#### Texte source:
**********
There are some natural winemakers who work their vines with a horse for the photos that the journalists take when they come to their domains. But after that, they work completely differently. Maybe they even buy grapes, or juice, from other places in order to keep their volume up. Often those who are organic, who let nature take its course, can’t produce enough wine. Financially, they struggle, so they must buy other wine on the side. They then tell stories to the journalists – and everyone – and that is something we should be aware of.

As for me, I am telling you that I am honest. I work my vines as I told you: natural yeasts, hand selection, etc. But I don’t call myself organic. I use the moon, but I never call myself biodynamic. My philosophy: I am for the truth, for the real work of the winemakers. I work a bit like our grandfathers worked, but, honestly, I use modern tools – we are no longer in the age of slave labor! – I use little tractors, but I pay attention not to harm the vines.

I am not biodynamic, but I am above all not a liar. I don’t even like the word biodynamic. I like the phrase “purity of work.” I like the word “real.”
**********
#### Données fournies:
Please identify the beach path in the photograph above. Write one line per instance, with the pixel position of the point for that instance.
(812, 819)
**********
#### Consigne 1:
D'après le texte sur le vin nature, quels engins modernes sont utilisés pour travailler les vignes ?
#### Consigne 2:
Prolongez le texte sur le vin nature à partir de sa dernière phrase, s'il vous plaît.

#### Réponse attendue 1:
De petits tracteurs.

#### Réponse attendue 2:
Photo Credits: Bourgeois Family Selections

Marie-Amelie’s translation:

‘’Il n’y a que les imbéciles qui ne changent pas d’avis !’’ – Conversation avec le vigneron Jean-Michel Drouin

Pour mon prochain article sur E-Romantic Hotels, j’ai discuté avec un producteur du sud de la Bourgogne, Jean-Michel Drouin, propriétaire du Domaine des Gerbeaux. Ne connaissant que très peu de choses sur le Pouilly-Fuissé – une appellation comprenant divers microclimats produisant autant de terroirs uniques – j’ai eu droit à un vrai cours d’initiation durant ma courte discussion avec Monsieur Drouin. Voici quelques uns de mes extraits préférés de notre conversation. Lisez pour connaître le point de vue des Drouin sur l’agriculture traditionnelle face au label bio, l’amour d’un vigneron pour ses vignes (‘’le seul fait de prendre quelques jours de vacances me stresse !’’), et le besoin grandissant de [vraie] vérité dans la publicité.

Un peu d’histoire …

Le domaine a été créé en 1896 par mon arrière-grand-père, Jacques Charvet, grand amoureux des vignes. (Mon nom est Drouin parce que mon grand-père a eu deux filles, et donc je ne perpétue pas le nom Charvet). Je sais que lorsque le gendre de mon arrière-grand-père a voulu acheter un cheval pour travailler les vignes, Charvet a voulu le deshériter ! il ne voulait plus qu’il travaille les vignes parce qu’il pensait qu’un cheval allait les endommager, même si de toute façon de nos jours nous utilisons tous des tracteurs, mais lui travaillait le sol à la main. Il retournait la terre avec un panier en osier sur le dos. Il était très proche de la nature. C’était sa philosophie.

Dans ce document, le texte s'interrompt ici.